#### Exercise prompt
Print all entries precisely as they are written.

#### Data extract
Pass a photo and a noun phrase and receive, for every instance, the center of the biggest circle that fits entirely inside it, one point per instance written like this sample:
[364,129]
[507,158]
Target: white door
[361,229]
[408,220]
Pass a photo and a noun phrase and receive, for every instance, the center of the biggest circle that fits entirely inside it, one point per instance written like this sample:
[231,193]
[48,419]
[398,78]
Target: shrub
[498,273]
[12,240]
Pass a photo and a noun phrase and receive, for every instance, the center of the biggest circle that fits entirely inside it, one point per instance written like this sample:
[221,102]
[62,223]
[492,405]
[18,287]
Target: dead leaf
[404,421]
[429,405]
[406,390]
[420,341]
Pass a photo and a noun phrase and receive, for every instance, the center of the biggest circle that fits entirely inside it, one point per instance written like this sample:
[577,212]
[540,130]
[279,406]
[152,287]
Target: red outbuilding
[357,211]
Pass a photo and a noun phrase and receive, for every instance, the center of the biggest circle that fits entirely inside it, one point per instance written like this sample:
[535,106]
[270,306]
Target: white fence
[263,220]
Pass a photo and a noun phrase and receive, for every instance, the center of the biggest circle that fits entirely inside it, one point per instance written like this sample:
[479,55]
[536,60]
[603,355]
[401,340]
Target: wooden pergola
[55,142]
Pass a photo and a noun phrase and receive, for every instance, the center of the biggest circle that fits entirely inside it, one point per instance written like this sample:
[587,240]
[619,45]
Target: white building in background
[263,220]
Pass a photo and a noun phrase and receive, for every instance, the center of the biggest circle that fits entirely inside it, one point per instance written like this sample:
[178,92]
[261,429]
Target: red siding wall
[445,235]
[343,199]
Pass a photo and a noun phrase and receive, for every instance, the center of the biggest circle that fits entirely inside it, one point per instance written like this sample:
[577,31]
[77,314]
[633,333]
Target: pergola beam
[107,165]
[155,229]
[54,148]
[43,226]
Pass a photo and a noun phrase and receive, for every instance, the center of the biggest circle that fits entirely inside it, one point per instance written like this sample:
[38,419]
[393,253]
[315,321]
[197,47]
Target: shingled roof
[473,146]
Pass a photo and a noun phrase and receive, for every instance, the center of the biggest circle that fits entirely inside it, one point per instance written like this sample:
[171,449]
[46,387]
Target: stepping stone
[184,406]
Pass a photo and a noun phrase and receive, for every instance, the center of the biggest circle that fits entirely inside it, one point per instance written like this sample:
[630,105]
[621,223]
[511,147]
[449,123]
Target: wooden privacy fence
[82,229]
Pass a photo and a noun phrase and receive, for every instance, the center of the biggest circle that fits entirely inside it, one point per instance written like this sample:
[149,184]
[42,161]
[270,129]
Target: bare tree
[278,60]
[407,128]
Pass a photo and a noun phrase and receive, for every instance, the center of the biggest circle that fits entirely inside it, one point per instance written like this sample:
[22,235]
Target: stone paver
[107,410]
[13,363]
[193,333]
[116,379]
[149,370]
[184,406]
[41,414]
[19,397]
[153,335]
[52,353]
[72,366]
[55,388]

#### The response
Pass a photo and a noun phrase and receive, for every instance, the center of the biggest circle that fits entirely inside it, one point per instance written like this sample:
[364,129]
[507,158]
Target: white door
[361,229]
[408,220]
Pass a photo and a noun phrase and receive, for every instance, the center of the biggest circle that fits entirely inside it, one point per instance written like this sample:
[231,193]
[48,419]
[398,78]
Target: shrub
[498,273]
[12,240]
Pass a photo and a noun phrase and receive, for every instance, the center of the biggest circle that fits entirely inside it, one point per instance written like this sample:
[221,102]
[62,223]
[492,405]
[18,287]
Target: dead leaf
[404,421]
[429,405]
[406,390]
[420,341]
Pass a photo and a noun phrase and receive, for every instance, the center of the biggest circle that fits entirely inside it, one point per instance written like this sample:
[577,212]
[540,130]
[279,406]
[152,287]
Target: red outbuilding
[357,211]
Pass a photo and a noun phrase and receive, for every instance, the center of the biggest circle that fits entirely inside it, one point per instance written like this sample:
[535,106]
[270,306]
Target: white fence
[263,220]
Pass a photo and a noun phrase and receive, for every instance, the center of the biggest circle that fits entirely inside it, one point per instance written like this sample:
[479,55]
[536,60]
[603,355]
[401,340]
Target: wooden pergola
[55,142]
Pass a photo and a noun phrase and receive, for every instance, the center of the biggest circle that fits entirely inside it, one point per instance written like this sample:
[587,240]
[619,45]
Target: white building in background
[263,220]
Pass a photo and a noun phrase and receive, for every instance, the center of the biggest circle that fits entirely inside it, one point per instance written like this sample:
[178,92]
[261,429]
Target: red siding wall
[445,235]
[343,199]
Pass a photo and a noun phrase and receive, for every instance, the center of the biggest circle that fits entirely inside it, one point per instance written like this sample:
[577,31]
[77,314]
[633,333]
Target: pergola beam
[107,165]
[155,229]
[54,148]
[43,226]
Pass a photo and a noun phrase and receive, for every instance, the center of the biggest circle that fits entirely inside it, one point per instance written like this sample:
[38,419]
[393,253]
[315,321]
[197,47]
Target: shingled roof
[473,146]
Pass a photo and a noun phrase and receive, for every instance, the center of the biggest circle that fits entirely inside it, one point per instance written like this sample:
[171,449]
[46,387]
Target: stepping stone
[184,406]
Pass a photo and a noun phrase and receive, for every instance, the center of the biggest circle that fits entirely inside it, one point per instance written like this sample:
[630,105]
[621,223]
[511,147]
[449,123]
Target: wooden privacy fence
[82,229]
Pass a photo and a noun phrase and receive, for every instance, the center of the biggest circle that fits entirely inside it, one point per instance written like this sample:
[149,184]
[42,161]
[270,129]
Target: bare tree
[278,60]
[407,128]
Pass a photo and a noun phrase and receive, for every instance, the center of the biggest circle that fits entirely inside it, one point per instance written like this sample:
[22,235]
Target: stone paver
[107,410]
[13,363]
[193,333]
[116,379]
[149,370]
[184,406]
[41,414]
[19,397]
[153,335]
[52,353]
[72,366]
[55,388]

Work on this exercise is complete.